Thus, that the respondent required therapy beyond 240 days and remained unable to perform his customary work during this time rendered unnecessary any further need by him to secure his own doctor's opinion or that of a neutral third doctor to determine the extent of his permanent disability.

Concerning the joint and solidary liability of the manning agency, Sealanes, its foreign principal, Arklow Shipping Netherland, and Sealanes' President Dumatol, Section 10 of Republic Act (R.A.) No. 8042,  otherwise known as the "Migrant Workers and Overseas Filipinos Act of 1995", as amended by Section 7 of R.A. No. 10022, reads:

SEC. 10. Money Claims. Notwithstanding any provision of law to the contrary, the Labor Arbiters of the National Labor Relations Commission (NLRC) shall have the original and exclusive jurisdiction to hear and decide, within ninety (90) calendar days after the filing of the complaint, the claims arising out of an employer-employee relationship or by virtue of any law or contract involving Filipino workers for overseas deployment including claims for actual, moral, exemplary and other forms of damage. Consistent with this mandate, the NLRC shall endeavor to update and keep abreast with the developments in the global services industry.

The liability of the principal/employer and the recruitment/placement agency for any and all claims under this section shall be joint and several. This provision shall be incorporated in the contract for overseas employment and shall be a condition precedent for its approval.  The performance bond to [be] filed by the recruitment/placement agency, as provided by law, shall be answerable for all money claims or damages that may be awarded to the workers.  If the recruitment/placement agency is a juridical being, the corporate officers and directors and partners as the case may be, shall themselves be jointly and solidarily liable with the corporation or partnership for the aforesaid claims and damages.

■ ■ ■ ■

TASKS FOR THIS EXERCISE:
#1 Check statements (a), (b) and (c) against the court decision excerpt. For each, answer yes or no and quote the words of the excerpt that decide it. (a) The Labor Arbiters must decide the claims within ninety calendar days after the complaint is filed. (b) The performance bond is filed by the foreign principal. (c) Section 10 of R.A. No. 8042 was amended by Section 7 of R.A. No. 10022.
#2 List every party that the court decision excerpt names in connection with joint and solidary liability, giving each one's role as stated.
#3 According to the court decision excerpt, what is R.A. No. 8042 otherwise known as?

[Collection entries]

■ ■ ■ ■

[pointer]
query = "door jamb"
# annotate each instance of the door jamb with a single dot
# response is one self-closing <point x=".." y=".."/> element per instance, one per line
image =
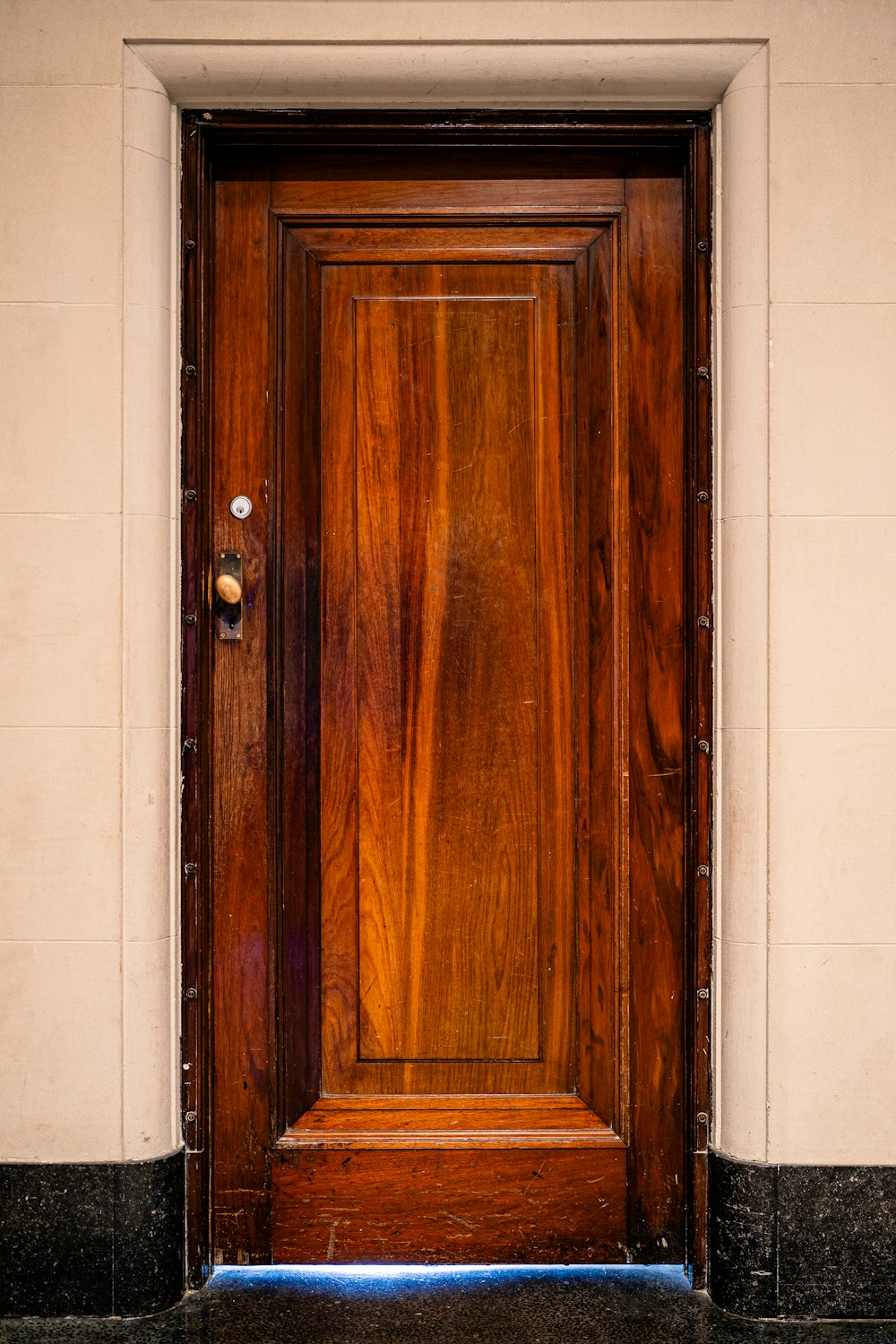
<point x="691" y="132"/>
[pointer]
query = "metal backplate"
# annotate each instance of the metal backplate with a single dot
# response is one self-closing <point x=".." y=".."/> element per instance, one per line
<point x="230" y="616"/>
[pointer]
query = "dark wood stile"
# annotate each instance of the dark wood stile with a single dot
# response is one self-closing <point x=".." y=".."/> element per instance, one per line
<point x="254" y="1117"/>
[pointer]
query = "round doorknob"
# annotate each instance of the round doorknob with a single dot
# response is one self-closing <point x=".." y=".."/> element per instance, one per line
<point x="228" y="589"/>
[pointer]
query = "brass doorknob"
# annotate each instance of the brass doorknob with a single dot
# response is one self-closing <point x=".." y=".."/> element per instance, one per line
<point x="228" y="589"/>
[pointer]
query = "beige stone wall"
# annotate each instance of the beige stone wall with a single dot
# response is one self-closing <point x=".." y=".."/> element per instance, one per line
<point x="805" y="967"/>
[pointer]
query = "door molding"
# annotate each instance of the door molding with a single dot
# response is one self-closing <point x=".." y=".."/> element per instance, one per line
<point x="201" y="140"/>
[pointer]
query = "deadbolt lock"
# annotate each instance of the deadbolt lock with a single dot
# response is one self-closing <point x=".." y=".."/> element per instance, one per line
<point x="228" y="590"/>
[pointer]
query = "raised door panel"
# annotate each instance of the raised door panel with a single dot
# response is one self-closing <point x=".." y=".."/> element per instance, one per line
<point x="446" y="752"/>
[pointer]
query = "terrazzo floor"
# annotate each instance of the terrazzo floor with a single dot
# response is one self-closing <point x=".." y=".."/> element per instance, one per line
<point x="530" y="1305"/>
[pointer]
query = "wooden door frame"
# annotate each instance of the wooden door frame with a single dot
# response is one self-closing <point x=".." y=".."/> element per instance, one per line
<point x="202" y="136"/>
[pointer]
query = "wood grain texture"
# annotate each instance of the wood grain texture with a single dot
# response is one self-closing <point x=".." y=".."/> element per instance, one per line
<point x="446" y="734"/>
<point x="447" y="663"/>
<point x="449" y="1123"/>
<point x="657" y="750"/>
<point x="241" y="932"/>
<point x="621" y="814"/>
<point x="450" y="1207"/>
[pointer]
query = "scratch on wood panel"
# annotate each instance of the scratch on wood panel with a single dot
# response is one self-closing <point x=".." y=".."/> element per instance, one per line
<point x="535" y="1176"/>
<point x="461" y="1222"/>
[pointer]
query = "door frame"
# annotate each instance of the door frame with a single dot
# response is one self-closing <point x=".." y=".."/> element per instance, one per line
<point x="201" y="139"/>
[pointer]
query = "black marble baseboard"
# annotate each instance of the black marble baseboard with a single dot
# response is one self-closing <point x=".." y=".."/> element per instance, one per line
<point x="91" y="1238"/>
<point x="802" y="1241"/>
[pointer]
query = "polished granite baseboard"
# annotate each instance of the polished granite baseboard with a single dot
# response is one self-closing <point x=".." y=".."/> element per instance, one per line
<point x="802" y="1241"/>
<point x="91" y="1238"/>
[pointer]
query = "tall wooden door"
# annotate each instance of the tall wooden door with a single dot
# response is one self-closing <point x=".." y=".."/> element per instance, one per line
<point x="449" y="760"/>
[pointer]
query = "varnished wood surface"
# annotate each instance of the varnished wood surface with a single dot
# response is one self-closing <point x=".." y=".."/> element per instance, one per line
<point x="463" y="1207"/>
<point x="241" y="933"/>
<point x="449" y="1123"/>
<point x="447" y="435"/>
<point x="621" y="621"/>
<point x="445" y="398"/>
<point x="657" y="749"/>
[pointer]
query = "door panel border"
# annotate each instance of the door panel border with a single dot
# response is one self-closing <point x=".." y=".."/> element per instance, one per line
<point x="201" y="142"/>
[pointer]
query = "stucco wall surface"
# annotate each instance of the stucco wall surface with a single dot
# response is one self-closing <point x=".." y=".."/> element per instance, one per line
<point x="805" y="301"/>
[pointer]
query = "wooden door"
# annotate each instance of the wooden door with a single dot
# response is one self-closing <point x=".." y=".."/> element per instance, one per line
<point x="449" y="771"/>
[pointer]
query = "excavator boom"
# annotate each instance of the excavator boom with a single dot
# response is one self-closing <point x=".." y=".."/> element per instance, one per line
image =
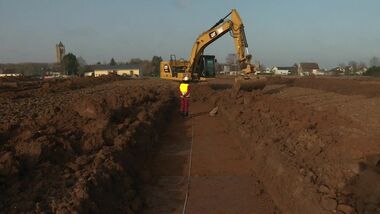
<point x="233" y="24"/>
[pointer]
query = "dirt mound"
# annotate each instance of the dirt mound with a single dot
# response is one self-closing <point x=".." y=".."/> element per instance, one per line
<point x="299" y="152"/>
<point x="79" y="150"/>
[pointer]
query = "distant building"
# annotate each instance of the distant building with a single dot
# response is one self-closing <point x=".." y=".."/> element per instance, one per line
<point x="282" y="70"/>
<point x="9" y="73"/>
<point x="60" y="52"/>
<point x="121" y="70"/>
<point x="308" y="68"/>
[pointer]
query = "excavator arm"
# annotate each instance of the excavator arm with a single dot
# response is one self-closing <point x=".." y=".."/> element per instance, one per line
<point x="235" y="27"/>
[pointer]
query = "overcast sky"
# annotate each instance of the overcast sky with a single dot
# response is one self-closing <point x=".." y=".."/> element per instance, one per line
<point x="279" y="32"/>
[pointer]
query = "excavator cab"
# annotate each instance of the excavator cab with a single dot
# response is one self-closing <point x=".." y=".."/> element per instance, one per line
<point x="207" y="66"/>
<point x="176" y="69"/>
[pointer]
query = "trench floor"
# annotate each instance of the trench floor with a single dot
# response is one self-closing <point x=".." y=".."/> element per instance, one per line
<point x="221" y="180"/>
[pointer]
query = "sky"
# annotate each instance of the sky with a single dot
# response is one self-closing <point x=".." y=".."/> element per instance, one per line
<point x="279" y="32"/>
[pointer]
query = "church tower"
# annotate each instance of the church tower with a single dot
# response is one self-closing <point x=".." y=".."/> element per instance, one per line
<point x="60" y="52"/>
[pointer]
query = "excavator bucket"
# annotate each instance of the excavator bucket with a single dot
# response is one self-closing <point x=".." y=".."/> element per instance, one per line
<point x="250" y="83"/>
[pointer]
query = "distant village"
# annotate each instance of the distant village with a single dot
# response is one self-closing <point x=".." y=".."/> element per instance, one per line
<point x="140" y="68"/>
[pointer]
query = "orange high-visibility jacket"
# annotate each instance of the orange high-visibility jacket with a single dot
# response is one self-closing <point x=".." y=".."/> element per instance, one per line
<point x="184" y="90"/>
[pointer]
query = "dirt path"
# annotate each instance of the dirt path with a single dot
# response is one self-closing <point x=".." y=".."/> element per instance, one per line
<point x="221" y="178"/>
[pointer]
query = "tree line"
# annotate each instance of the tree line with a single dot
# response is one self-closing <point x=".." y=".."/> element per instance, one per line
<point x="373" y="68"/>
<point x="148" y="67"/>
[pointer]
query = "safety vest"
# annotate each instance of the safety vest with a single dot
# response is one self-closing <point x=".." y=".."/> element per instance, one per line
<point x="184" y="87"/>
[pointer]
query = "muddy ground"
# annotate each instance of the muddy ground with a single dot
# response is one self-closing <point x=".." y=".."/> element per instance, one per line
<point x="302" y="145"/>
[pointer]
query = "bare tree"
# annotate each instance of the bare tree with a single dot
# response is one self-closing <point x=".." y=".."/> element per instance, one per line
<point x="374" y="62"/>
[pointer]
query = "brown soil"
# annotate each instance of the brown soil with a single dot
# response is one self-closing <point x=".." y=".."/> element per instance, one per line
<point x="302" y="145"/>
<point x="78" y="149"/>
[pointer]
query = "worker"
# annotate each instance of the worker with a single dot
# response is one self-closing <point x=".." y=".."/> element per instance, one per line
<point x="184" y="93"/>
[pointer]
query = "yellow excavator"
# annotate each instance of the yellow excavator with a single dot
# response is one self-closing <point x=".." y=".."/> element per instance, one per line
<point x="200" y="67"/>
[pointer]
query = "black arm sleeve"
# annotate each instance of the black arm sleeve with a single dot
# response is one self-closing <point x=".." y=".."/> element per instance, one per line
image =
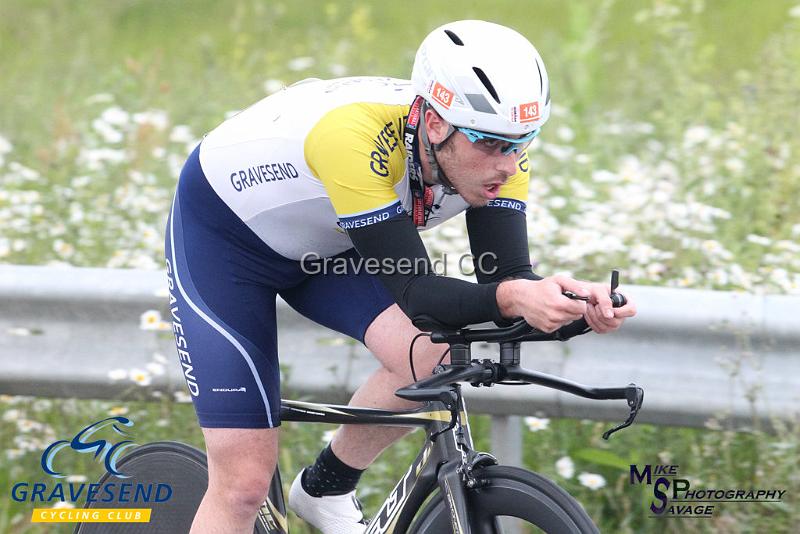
<point x="395" y="243"/>
<point x="498" y="238"/>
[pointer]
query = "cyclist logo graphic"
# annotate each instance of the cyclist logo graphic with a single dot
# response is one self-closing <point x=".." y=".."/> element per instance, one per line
<point x="82" y="443"/>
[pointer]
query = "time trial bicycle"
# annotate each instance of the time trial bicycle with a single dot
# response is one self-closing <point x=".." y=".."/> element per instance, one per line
<point x="449" y="487"/>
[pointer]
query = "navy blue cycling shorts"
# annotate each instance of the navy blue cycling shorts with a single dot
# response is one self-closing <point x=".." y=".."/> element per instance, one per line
<point x="223" y="281"/>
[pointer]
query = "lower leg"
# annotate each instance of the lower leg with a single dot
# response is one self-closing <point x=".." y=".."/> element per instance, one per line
<point x="240" y="467"/>
<point x="388" y="337"/>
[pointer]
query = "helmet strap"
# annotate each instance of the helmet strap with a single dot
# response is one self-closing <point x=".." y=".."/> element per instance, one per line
<point x="437" y="174"/>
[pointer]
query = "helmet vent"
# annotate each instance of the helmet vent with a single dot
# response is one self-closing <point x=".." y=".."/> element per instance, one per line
<point x="453" y="37"/>
<point x="486" y="83"/>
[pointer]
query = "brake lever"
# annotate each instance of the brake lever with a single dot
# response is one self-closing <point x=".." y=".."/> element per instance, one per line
<point x="634" y="395"/>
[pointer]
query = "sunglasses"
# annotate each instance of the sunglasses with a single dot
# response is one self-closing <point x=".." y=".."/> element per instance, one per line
<point x="491" y="142"/>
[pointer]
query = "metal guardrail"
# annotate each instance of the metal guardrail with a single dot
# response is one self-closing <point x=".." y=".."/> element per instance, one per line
<point x="697" y="354"/>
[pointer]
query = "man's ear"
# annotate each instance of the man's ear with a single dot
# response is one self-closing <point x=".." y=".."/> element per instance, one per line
<point x="436" y="126"/>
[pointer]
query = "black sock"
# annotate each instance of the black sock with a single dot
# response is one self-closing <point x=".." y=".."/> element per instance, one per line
<point x="329" y="476"/>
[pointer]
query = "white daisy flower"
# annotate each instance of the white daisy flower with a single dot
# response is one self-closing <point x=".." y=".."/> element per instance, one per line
<point x="565" y="467"/>
<point x="150" y="320"/>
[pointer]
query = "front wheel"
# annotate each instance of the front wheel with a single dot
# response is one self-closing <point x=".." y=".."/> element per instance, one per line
<point x="510" y="492"/>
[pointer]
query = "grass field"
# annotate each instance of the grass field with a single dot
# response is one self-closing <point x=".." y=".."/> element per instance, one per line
<point x="672" y="154"/>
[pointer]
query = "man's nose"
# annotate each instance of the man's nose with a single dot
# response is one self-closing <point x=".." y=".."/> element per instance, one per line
<point x="508" y="163"/>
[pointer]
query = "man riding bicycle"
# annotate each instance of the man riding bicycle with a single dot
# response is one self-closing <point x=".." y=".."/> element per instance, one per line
<point x="354" y="168"/>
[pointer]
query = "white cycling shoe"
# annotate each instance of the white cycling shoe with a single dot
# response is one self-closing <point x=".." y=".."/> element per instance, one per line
<point x="331" y="514"/>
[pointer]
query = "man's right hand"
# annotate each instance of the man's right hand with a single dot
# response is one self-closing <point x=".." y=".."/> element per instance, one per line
<point x="541" y="302"/>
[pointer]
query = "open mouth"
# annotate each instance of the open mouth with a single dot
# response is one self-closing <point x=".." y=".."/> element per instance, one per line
<point x="492" y="190"/>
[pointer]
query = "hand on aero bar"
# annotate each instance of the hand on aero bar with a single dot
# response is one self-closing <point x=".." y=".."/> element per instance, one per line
<point x="541" y="302"/>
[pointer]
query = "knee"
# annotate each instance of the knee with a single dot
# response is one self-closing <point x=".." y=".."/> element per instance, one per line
<point x="240" y="466"/>
<point x="241" y="493"/>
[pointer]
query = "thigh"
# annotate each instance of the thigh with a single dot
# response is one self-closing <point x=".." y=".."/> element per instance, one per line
<point x="223" y="314"/>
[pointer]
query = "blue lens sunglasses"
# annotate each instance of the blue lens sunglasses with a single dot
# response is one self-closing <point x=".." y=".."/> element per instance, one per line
<point x="493" y="141"/>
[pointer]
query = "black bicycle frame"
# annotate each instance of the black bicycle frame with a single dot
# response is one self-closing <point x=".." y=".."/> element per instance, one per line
<point x="447" y="459"/>
<point x="437" y="463"/>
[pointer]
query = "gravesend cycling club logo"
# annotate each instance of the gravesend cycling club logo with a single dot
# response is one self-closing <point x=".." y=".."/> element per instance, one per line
<point x="676" y="497"/>
<point x="62" y="496"/>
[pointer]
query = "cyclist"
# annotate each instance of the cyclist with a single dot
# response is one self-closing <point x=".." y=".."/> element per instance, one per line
<point x="352" y="169"/>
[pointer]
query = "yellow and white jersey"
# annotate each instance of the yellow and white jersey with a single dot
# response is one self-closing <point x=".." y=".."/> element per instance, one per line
<point x="302" y="166"/>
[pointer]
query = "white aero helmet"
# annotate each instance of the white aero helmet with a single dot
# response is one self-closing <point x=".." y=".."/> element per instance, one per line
<point x="483" y="76"/>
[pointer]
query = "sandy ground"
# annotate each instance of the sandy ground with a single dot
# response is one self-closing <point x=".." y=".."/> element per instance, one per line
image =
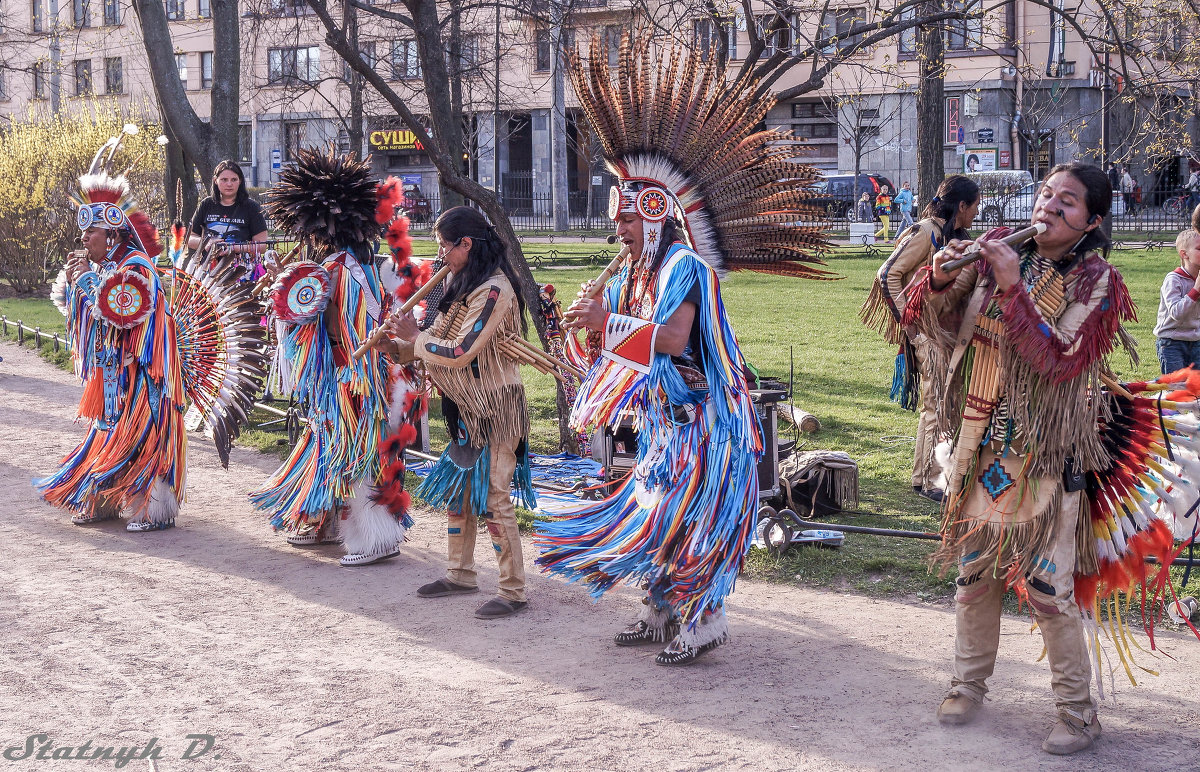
<point x="294" y="663"/>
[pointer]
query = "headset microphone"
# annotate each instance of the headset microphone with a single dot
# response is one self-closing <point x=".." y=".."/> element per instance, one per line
<point x="1063" y="217"/>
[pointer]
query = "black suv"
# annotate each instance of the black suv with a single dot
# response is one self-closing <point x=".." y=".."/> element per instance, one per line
<point x="835" y="192"/>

■ ■ ■ ■

ANSWERS FOR THE EXERCISE:
#1
(a) Yes: "within ninety (90) calendar days after the filing of the complaint"
(b) No: "The performance bond to [be] filed by the recruitment/placement agency"
(c) Yes: "as amended by Section 7 of R.A. No. 10022"

#2
Sealanes, the manning agency
Arklow Shipping Netherland, its foreign principal
Dumatol, Sealanes' President

#3 The "Migrant Workers and Overseas Filipinos Act of 1995".